(Data entries)
━━━━━━

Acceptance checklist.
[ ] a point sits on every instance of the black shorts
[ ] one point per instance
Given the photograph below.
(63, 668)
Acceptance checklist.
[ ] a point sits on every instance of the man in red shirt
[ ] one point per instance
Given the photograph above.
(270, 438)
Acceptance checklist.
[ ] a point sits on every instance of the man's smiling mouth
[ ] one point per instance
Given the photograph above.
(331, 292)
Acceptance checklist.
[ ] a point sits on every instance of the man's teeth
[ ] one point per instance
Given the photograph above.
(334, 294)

━━━━━━

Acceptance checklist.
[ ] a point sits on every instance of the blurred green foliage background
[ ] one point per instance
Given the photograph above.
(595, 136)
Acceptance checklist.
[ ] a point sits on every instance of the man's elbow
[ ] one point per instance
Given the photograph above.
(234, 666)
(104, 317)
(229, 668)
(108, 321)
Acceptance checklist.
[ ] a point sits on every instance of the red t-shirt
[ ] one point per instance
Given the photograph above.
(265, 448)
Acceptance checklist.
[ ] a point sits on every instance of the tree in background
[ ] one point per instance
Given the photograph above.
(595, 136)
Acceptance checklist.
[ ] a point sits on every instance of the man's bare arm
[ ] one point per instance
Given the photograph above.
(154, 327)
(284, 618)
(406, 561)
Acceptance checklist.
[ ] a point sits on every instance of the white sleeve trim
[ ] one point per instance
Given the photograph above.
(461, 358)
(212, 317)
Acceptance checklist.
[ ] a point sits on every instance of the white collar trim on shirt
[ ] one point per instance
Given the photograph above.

━━━━━━

Aim of the task => The answer must be all the lines above that hold the word "shirt".

Task result =>
[ ] a point sits on every instance of the man in red shirt
[ ] a point sits on every instance of the red t-shirt
[ ] a point sits on every instance of the white collar trim on shirt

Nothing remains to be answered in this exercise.